-------- GIVEN ENTRIES --------
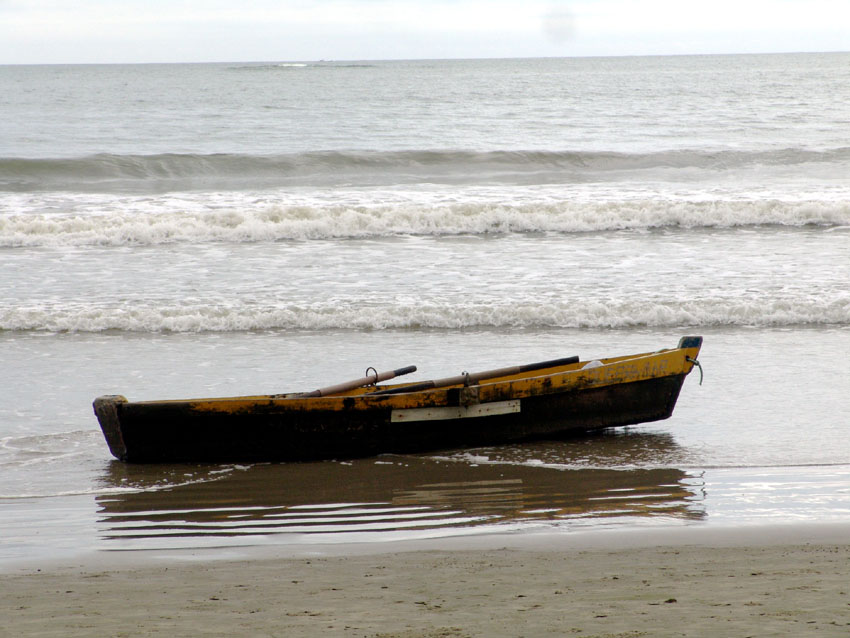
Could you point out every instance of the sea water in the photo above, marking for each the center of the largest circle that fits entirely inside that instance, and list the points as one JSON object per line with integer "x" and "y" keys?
{"x": 173, "y": 231}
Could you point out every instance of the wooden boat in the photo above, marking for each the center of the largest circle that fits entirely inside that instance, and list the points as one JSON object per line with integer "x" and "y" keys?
{"x": 360, "y": 418}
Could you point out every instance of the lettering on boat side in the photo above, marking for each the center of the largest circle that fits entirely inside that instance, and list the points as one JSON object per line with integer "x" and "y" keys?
{"x": 442, "y": 414}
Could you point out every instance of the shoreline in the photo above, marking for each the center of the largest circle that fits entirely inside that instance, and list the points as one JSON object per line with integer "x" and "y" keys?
{"x": 620, "y": 538}
{"x": 759, "y": 580}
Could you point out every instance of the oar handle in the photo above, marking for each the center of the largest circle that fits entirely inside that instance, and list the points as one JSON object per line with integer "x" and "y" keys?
{"x": 359, "y": 383}
{"x": 478, "y": 377}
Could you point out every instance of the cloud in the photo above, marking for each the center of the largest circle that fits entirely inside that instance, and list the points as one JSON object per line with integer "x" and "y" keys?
{"x": 195, "y": 30}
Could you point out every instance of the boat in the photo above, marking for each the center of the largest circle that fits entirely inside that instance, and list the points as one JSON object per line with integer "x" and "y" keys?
{"x": 361, "y": 418}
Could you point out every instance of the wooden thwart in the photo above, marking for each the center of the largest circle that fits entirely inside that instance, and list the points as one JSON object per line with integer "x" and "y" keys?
{"x": 359, "y": 383}
{"x": 477, "y": 377}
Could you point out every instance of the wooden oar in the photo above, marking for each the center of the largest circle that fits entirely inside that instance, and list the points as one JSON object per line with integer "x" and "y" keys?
{"x": 477, "y": 377}
{"x": 359, "y": 383}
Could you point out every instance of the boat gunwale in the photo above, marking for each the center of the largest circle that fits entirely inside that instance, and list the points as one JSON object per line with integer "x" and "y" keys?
{"x": 556, "y": 380}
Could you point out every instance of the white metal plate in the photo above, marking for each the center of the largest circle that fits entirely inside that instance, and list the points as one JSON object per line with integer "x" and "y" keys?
{"x": 461, "y": 412}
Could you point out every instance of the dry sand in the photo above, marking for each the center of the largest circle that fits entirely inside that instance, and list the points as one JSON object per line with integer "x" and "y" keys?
{"x": 759, "y": 583}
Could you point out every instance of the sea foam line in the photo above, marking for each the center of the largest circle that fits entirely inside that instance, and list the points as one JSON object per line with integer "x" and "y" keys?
{"x": 276, "y": 222}
{"x": 425, "y": 314}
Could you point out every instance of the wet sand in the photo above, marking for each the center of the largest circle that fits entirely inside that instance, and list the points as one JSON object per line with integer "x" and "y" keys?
{"x": 745, "y": 582}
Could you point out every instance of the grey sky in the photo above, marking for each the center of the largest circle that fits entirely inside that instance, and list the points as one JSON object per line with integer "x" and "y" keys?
{"x": 69, "y": 31}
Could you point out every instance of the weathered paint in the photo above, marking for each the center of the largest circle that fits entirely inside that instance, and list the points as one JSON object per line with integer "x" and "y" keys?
{"x": 621, "y": 391}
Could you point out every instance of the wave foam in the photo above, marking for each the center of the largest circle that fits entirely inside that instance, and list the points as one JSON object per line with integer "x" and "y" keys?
{"x": 275, "y": 222}
{"x": 425, "y": 314}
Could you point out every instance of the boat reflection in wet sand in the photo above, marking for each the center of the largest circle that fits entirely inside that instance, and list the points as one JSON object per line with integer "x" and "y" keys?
{"x": 359, "y": 418}
{"x": 396, "y": 496}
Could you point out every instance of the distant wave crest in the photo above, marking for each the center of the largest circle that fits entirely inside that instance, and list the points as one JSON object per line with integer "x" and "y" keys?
{"x": 175, "y": 172}
{"x": 237, "y": 317}
{"x": 276, "y": 222}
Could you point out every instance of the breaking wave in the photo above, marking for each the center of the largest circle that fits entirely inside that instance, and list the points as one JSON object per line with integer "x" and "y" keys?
{"x": 599, "y": 314}
{"x": 171, "y": 172}
{"x": 182, "y": 222}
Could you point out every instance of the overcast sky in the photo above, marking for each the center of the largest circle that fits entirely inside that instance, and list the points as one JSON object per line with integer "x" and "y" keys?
{"x": 77, "y": 31}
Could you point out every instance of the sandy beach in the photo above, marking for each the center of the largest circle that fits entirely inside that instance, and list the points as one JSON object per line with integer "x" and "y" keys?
{"x": 756, "y": 582}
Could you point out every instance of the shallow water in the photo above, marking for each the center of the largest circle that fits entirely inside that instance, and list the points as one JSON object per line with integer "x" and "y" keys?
{"x": 170, "y": 231}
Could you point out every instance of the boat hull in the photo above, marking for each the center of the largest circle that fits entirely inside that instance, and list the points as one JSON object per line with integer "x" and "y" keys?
{"x": 621, "y": 392}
--------
• [WHAT YOU SHOULD DO] Express all the rows above as a JSON list of strings, one string per line. Skip blank lines and leave out the pictures.

• [TASK RESPONSE]
[
  "Could you point out every instance of the sea water in the photo above, marking for each the center of the largest circle that fits entirely inside that instance, and list the points as one JSON object per line with integer \"x\" and \"y\" keys?",
  "{\"x\": 173, \"y\": 231}",
  "Could you point out every instance of the wooden boat in the photo above, marking for each the center of the largest circle that fits entirely inside that instance, and list the points as one JSON object per line with integer \"x\" and \"y\" keys?",
  "{\"x\": 360, \"y\": 418}",
  "Could you point out every instance of the lettering on boat side in the photo above, marking for each the center of the largest circle that fits entirely inside that instance, and list the points as one JSON object per line with integer \"x\" and \"y\" keys?",
  "{\"x\": 442, \"y\": 414}",
  "Could you point out every instance of the shoreline in the photo above, marking for each the center of the largest circle that fits entirely inside that instance, and list the points as one JSON object per line with integer \"x\" and \"y\" keys?",
  "{\"x\": 620, \"y\": 538}",
  "{\"x\": 759, \"y\": 580}",
  "Could you point out every instance of the oar handle in the photo above, marking for each the center of the largest circle that fits entirely inside that instance, and list the points as one JSON object per line with integer \"x\" and \"y\" keys?",
  "{\"x\": 359, \"y\": 383}",
  "{\"x\": 478, \"y\": 377}",
  "Could you point out every instance of the cloud in the photo above, marking for each the center of the largest circle that fits entirely inside that instance, and list the points as one JSON object per line with integer \"x\" and \"y\" keys?",
  "{\"x\": 195, \"y\": 30}",
  "Could you point out every instance of the boat in the photo above, marking for each the center of the largest circle that fits entirely inside that instance, and list the points as one JSON object per line with integer \"x\" and \"y\" keys?",
  "{\"x\": 361, \"y\": 418}",
  "Could you point out every instance of the wooden thwart in the photo above, marking for each the center of the largest circle that fits entirely inside that instance, and list the points as one JSON object per line with integer \"x\" and \"y\" keys?",
  "{\"x\": 359, \"y\": 383}",
  "{\"x\": 477, \"y\": 377}",
  "Could you point out every instance of the wooden oar in the photo above, marking for each the center of the largest circle that fits entirely inside that instance, and list the points as one JSON object per line with integer \"x\" and \"y\" keys?",
  "{\"x\": 477, \"y\": 377}",
  "{\"x\": 359, \"y\": 383}",
  "Could you point out every instance of the boat gunwale in the photo above, marking for each the center of the largest circle that fits entirely inside that instance, and list the points as one JSON object per line with integer \"x\" and \"y\" keys?",
  "{\"x\": 556, \"y\": 380}",
  "Could you point out every instance of the white metal plate in the photo above, marking for each the center of the largest circle that fits entirely inside that instance, and list the points as one JSON object per line with integer \"x\" and \"y\" keys?",
  "{\"x\": 461, \"y\": 412}",
  "Could you point out every instance of the dry sand in the photo above, marking for each the center of the largest circle that fits entirely inside that instance, and list the points as one JSON object per line with integer \"x\" and \"y\" keys?",
  "{\"x\": 759, \"y\": 583}",
  "Could you point out every instance of the sea foam line in the photo above, marking for each the center of the largest circle that fits entirely inside that instance, and list the points as one JSON object per line with integer \"x\" and \"y\" keys?",
  "{\"x\": 276, \"y\": 222}",
  "{\"x\": 425, \"y\": 314}",
  "Could you point out every instance of the wet sand in the photo above, marking for each the center of the largest circle that fits entirely inside that instance, and list the points as one JSON object per line with integer \"x\" and \"y\" keys?",
  "{\"x\": 745, \"y\": 582}",
  "Could you point out every instance of the grey sky in the photo above, marking for each the center of the largest circle that fits entirely inside that instance, and list the points as one JSON object per line with integer \"x\" and \"y\" keys?",
  "{\"x\": 69, \"y\": 31}",
  "Could you point out every instance of the weathered paint in the photo above, marking for each the center of the largest circle that fits entirely inside that instance, and list the points as one JSON object per line with integer \"x\" and \"y\" keys?",
  "{\"x\": 621, \"y\": 391}",
  "Could you point out every instance of the wave foam in the photo above, marking for each the center of the largest circle that fits entirely inside that instance, and list the points as one JSON object per line with integer \"x\" and \"y\" keys?",
  "{\"x\": 275, \"y\": 222}",
  "{\"x\": 425, \"y\": 314}",
  "Could you point out every instance of the boat reflection in wet sand in the photo above, marking for each the center of the largest circle that fits entirely inside that instance, and list the points as one JSON object per line with integer \"x\" and \"y\" keys?",
  "{\"x\": 359, \"y\": 418}",
  "{\"x\": 396, \"y\": 496}",
  "Could you point out every instance of the distant wave crest in the photo above, marking for each the center of the largest circle that fits entirely inside that instance, and list the points as one JSON object per line with integer \"x\" and \"y\" keys?",
  "{\"x\": 175, \"y\": 172}",
  "{\"x\": 237, \"y\": 317}",
  "{\"x\": 276, \"y\": 222}",
  "Could you point out every instance of the breaking wave in the photo above, marking for each the center of the largest circle that fits entirely inside that instance, and list the points as one JSON object per line with integer \"x\" and \"y\" keys?",
  "{\"x\": 599, \"y\": 314}",
  "{\"x\": 171, \"y\": 172}",
  "{\"x\": 182, \"y\": 222}",
  "Could you point out every instance of the overcast sky in the photo above, marking for each the center of the largest circle that fits entirely inside that instance, and list the points as one JSON object per line with integer \"x\" and \"y\" keys?",
  "{\"x\": 77, \"y\": 31}",
  "Could you point out every instance of the sandy beach in the photo above, marking for each the center of the largest circle that fits entirely inside that instance, and list the points as one JSON object per line with integer \"x\" and \"y\" keys?",
  "{\"x\": 756, \"y\": 582}",
  "Could you point out every instance of the shallow water in the photo above, marking for each the center of the largest circle that fits entirely inside that instance, and list the points as one JSON object per line with integer \"x\" and \"y\" keys?",
  "{\"x\": 170, \"y\": 231}",
  "Could you point out every instance of the boat hull in the photo above, marking for each the center of the largest circle that fits entirely inside that instance, and list the points as one JSON object per line with integer \"x\" and \"y\" keys?",
  "{\"x\": 621, \"y\": 392}"
]